DATA FOR PROCESSING –
++++++++

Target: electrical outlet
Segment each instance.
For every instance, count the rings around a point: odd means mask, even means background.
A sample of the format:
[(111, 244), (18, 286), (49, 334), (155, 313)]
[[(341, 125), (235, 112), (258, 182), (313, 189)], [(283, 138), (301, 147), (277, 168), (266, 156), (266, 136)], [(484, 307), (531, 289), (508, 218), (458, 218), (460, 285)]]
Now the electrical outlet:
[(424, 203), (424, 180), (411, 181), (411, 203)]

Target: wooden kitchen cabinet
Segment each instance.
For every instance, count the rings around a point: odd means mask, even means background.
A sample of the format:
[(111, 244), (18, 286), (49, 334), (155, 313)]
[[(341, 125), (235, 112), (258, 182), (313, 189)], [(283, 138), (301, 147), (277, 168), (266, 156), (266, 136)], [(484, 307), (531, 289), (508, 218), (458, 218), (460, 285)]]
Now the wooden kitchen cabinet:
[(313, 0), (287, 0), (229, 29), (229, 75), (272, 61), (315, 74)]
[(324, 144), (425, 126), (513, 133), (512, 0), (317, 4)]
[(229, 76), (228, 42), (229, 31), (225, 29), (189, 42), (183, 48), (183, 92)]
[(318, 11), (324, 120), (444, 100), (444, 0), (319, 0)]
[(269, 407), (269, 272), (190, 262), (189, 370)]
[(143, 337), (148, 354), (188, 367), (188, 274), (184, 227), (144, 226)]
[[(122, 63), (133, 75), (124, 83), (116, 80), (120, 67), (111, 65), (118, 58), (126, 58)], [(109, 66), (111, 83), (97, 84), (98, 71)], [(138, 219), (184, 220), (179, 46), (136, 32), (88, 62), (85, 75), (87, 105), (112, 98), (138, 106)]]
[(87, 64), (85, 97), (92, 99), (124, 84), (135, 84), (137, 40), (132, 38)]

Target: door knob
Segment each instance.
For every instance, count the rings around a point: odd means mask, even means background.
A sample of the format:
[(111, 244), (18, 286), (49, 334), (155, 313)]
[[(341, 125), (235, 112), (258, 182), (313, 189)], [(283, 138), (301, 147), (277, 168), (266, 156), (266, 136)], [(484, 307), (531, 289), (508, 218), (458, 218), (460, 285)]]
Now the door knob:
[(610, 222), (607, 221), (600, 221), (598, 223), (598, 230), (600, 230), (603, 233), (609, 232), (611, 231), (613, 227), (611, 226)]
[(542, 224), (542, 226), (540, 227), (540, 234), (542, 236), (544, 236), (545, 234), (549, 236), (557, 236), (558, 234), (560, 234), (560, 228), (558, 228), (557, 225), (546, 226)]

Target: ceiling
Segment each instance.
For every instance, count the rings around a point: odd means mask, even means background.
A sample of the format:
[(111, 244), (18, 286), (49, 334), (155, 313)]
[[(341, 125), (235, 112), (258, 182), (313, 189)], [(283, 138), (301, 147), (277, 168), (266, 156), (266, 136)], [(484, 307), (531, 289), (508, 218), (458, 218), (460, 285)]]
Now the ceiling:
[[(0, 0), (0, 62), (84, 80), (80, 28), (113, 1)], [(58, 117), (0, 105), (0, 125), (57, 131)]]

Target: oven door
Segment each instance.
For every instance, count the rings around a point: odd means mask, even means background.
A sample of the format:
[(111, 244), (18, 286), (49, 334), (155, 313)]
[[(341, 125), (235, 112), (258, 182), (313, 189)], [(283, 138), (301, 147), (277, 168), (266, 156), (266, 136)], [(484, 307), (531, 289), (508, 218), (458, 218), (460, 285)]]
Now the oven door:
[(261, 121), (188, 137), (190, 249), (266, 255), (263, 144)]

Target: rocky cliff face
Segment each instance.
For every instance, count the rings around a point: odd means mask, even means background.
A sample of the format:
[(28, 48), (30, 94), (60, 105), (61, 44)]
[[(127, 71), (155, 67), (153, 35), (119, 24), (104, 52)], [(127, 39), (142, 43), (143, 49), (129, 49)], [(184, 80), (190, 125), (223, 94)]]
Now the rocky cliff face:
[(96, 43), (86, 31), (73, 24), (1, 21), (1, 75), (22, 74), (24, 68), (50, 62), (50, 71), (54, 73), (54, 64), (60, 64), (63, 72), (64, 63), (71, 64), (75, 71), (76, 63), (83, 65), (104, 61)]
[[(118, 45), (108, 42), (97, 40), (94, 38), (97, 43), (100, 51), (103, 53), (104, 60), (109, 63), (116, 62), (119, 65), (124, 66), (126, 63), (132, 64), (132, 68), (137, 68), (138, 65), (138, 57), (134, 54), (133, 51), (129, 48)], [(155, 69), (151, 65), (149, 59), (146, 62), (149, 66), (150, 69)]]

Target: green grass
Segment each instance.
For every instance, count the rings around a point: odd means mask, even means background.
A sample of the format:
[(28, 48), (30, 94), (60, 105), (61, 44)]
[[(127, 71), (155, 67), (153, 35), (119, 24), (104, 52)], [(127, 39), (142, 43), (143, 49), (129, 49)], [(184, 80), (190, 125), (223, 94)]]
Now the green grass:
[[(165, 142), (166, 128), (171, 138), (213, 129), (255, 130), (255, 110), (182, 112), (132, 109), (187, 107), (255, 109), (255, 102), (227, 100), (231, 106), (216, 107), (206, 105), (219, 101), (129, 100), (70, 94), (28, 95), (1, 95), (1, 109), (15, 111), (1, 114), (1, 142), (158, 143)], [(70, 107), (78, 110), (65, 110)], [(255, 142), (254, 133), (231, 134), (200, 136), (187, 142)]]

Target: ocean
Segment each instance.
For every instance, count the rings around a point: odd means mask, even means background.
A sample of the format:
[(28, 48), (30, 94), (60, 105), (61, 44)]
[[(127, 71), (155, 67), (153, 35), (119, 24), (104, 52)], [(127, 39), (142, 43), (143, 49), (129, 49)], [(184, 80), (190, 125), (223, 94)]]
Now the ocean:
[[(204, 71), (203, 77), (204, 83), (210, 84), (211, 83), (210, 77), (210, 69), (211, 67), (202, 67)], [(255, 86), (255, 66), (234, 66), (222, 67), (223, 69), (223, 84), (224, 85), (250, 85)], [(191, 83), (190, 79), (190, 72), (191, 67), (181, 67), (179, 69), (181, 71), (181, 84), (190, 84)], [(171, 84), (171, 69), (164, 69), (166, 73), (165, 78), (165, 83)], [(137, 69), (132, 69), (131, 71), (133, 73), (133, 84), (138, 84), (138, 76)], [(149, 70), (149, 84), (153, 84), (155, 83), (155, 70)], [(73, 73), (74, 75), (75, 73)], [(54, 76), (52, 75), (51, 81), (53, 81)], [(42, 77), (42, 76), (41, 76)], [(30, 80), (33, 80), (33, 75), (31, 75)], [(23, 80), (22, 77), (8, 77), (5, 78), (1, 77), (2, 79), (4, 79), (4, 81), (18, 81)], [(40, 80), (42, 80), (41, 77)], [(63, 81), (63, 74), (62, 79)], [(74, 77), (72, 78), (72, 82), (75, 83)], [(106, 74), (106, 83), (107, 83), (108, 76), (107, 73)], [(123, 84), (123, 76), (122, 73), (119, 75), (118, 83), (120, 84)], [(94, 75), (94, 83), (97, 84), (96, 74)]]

++++++++

EXERCISE DIRECTIONS –
Copy every line of the records above word for word, with no changes.

RESPONSE TO THIS EXERCISE –
Target: electrical outlet
Segment each instance.
For every instance, count the rings around a point: odd means mask, even means background.
A sample of the format:
[(111, 244), (18, 286), (49, 334), (155, 313)]
[[(341, 125), (235, 112), (258, 182), (313, 189)], [(283, 138), (301, 147), (277, 168), (266, 156), (266, 136)], [(484, 307), (531, 289), (508, 218), (458, 218), (460, 285)]]
Now the electrical outlet:
[(424, 203), (424, 180), (411, 181), (411, 203)]

Target: wooden kitchen cabinet
Segment each instance.
For every instance, count the rings around a point: odd means mask, even means background.
A sample of the format:
[(111, 244), (18, 286), (49, 334), (155, 313)]
[[(341, 125), (235, 112), (258, 182), (313, 189)], [(283, 138), (301, 147), (277, 168), (266, 156), (266, 136)], [(484, 307), (531, 289), (508, 218), (458, 218), (460, 285)]]
Now the wooden kitchen cabinet:
[(313, 0), (287, 0), (229, 29), (229, 75), (272, 61), (315, 74)]
[(324, 144), (425, 126), (513, 133), (512, 0), (317, 4)]
[(229, 76), (228, 42), (229, 31), (225, 29), (189, 42), (183, 48), (183, 92)]
[(318, 11), (324, 120), (444, 100), (444, 0), (319, 0)]
[(269, 407), (269, 272), (190, 262), (189, 370)]
[(143, 337), (148, 354), (188, 367), (188, 274), (184, 227), (144, 226)]
[[(122, 63), (133, 75), (124, 83), (116, 80), (120, 67), (111, 65), (118, 58), (126, 58)], [(109, 66), (111, 83), (97, 84), (98, 71)], [(138, 219), (184, 220), (179, 46), (136, 32), (88, 62), (85, 75), (87, 105), (112, 98), (138, 106)]]
[(87, 64), (85, 97), (92, 99), (124, 84), (135, 84), (137, 40), (132, 38)]

Target: door knob
Segment each instance.
For every instance, count the rings around a point: odd means mask, even means background.
A sample of the format:
[(111, 244), (18, 286), (49, 334), (155, 313)]
[[(341, 125), (235, 112), (258, 182), (313, 189)], [(283, 138), (301, 147), (277, 168), (266, 156), (266, 136)], [(484, 307), (531, 289), (508, 218), (458, 218), (460, 285)]]
Now the door knob:
[(610, 222), (607, 221), (600, 221), (598, 223), (598, 230), (600, 230), (603, 233), (609, 232), (611, 231), (613, 227), (611, 226)]
[(542, 224), (542, 226), (540, 227), (540, 234), (542, 236), (544, 236), (545, 234), (549, 236), (557, 236), (558, 234), (560, 234), (560, 228), (558, 228), (557, 225), (546, 226)]

Target: ceiling
Segment each instance.
For every instance, count the rings around a point: odd means mask, even means background.
A sample of the format:
[(111, 244), (18, 286), (49, 334), (155, 313)]
[[(341, 125), (235, 112), (258, 182), (313, 189)], [(283, 138), (301, 147), (277, 168), (266, 156), (266, 136)], [(484, 307), (531, 289), (508, 218), (458, 218), (460, 285)]]
Now the ceiling:
[[(0, 0), (0, 62), (84, 80), (80, 28), (113, 1)], [(58, 117), (0, 105), (0, 125), (57, 131)]]

Target: oven door
Segment each instance.
For every instance, count the rings around a point: odd means mask, even means background.
A sample of the format:
[(111, 244), (18, 286), (49, 334), (155, 313)]
[[(341, 125), (235, 112), (258, 182), (313, 189)], [(283, 138), (301, 147), (277, 168), (266, 156), (266, 136)], [(484, 307), (531, 289), (508, 218), (458, 218), (460, 285)]]
Now the oven door:
[(261, 121), (188, 137), (190, 249), (266, 255), (263, 144)]

Target: rocky cliff face
Segment each instance.
For every instance, count the rings around a point: odd means mask, even means background.
A sample of the format:
[(28, 48), (30, 94), (60, 105), (61, 44)]
[[(127, 71), (155, 67), (153, 35), (119, 24), (104, 52)], [(127, 39), (142, 43), (143, 49), (129, 49)], [(184, 80), (190, 125), (223, 94)]]
Now the rocky cliff face:
[(96, 43), (86, 31), (73, 24), (1, 21), (1, 75), (22, 74), (24, 68), (50, 62), (50, 71), (54, 73), (54, 64), (60, 64), (63, 72), (64, 63), (71, 64), (75, 71), (76, 63), (83, 65), (104, 61)]
[[(118, 45), (108, 42), (97, 40), (94, 38), (97, 43), (100, 51), (103, 53), (104, 60), (109, 63), (116, 62), (119, 65), (124, 66), (126, 63), (132, 64), (132, 68), (137, 68), (138, 65), (138, 57), (134, 54), (133, 51), (129, 48)], [(155, 69), (151, 65), (149, 59), (146, 62), (149, 66), (150, 69)]]

Target: green grass
Segment each instance.
For every instance, count the rings around a point: odd means mask, even means background.
A sample of the format:
[(28, 48), (30, 94), (60, 105), (61, 44)]
[[(127, 71), (155, 67), (153, 35), (119, 24), (104, 52)], [(127, 39), (142, 43), (143, 49), (129, 49)], [(184, 80), (190, 125), (223, 94)]]
Now the green grass:
[[(165, 142), (166, 128), (171, 138), (213, 129), (255, 130), (255, 110), (182, 112), (132, 109), (187, 107), (255, 109), (255, 102), (227, 100), (231, 106), (216, 107), (206, 105), (219, 101), (129, 100), (70, 94), (28, 95), (1, 95), (1, 109), (15, 111), (1, 114), (1, 142), (158, 143)], [(70, 107), (78, 110), (65, 110)], [(255, 142), (254, 133), (231, 134), (200, 136), (187, 142)]]

Target: ocean
Segment each instance.
For every instance, count the rings around a point: odd means mask, even means background.
A sample of the format:
[(28, 48), (30, 94), (60, 105), (61, 44)]
[[(127, 71), (155, 67), (153, 35), (119, 24), (104, 52)], [(127, 39), (142, 43), (143, 49), (129, 49)], [(184, 80), (190, 125), (223, 94)]]
Now the ocean:
[[(204, 71), (203, 77), (204, 83), (210, 84), (211, 83), (210, 77), (210, 69), (211, 67), (202, 67)], [(255, 86), (255, 66), (234, 66), (222, 67), (223, 69), (223, 84), (224, 85), (250, 85)], [(191, 83), (190, 79), (190, 72), (191, 67), (181, 67), (179, 69), (181, 71), (181, 84), (190, 84)], [(171, 84), (171, 69), (164, 69), (166, 73), (165, 78), (165, 83)], [(137, 69), (132, 69), (131, 71), (133, 73), (133, 84), (138, 84), (138, 76)], [(149, 70), (149, 84), (153, 84), (155, 83), (155, 70)], [(73, 73), (74, 75), (75, 73)], [(54, 76), (52, 75), (51, 81), (53, 81)], [(42, 77), (42, 76), (41, 76)], [(30, 80), (33, 80), (33, 75), (31, 75)], [(23, 80), (22, 77), (8, 77), (5, 78), (1, 77), (2, 79), (4, 79), (4, 81), (18, 81)], [(40, 80), (42, 80), (41, 77)], [(63, 81), (63, 74), (62, 79)], [(74, 77), (72, 78), (72, 82), (75, 83)], [(106, 74), (106, 83), (107, 83), (108, 76), (107, 73)], [(123, 84), (123, 76), (122, 73), (119, 75), (118, 83), (120, 84)], [(94, 75), (94, 83), (97, 84), (96, 74)]]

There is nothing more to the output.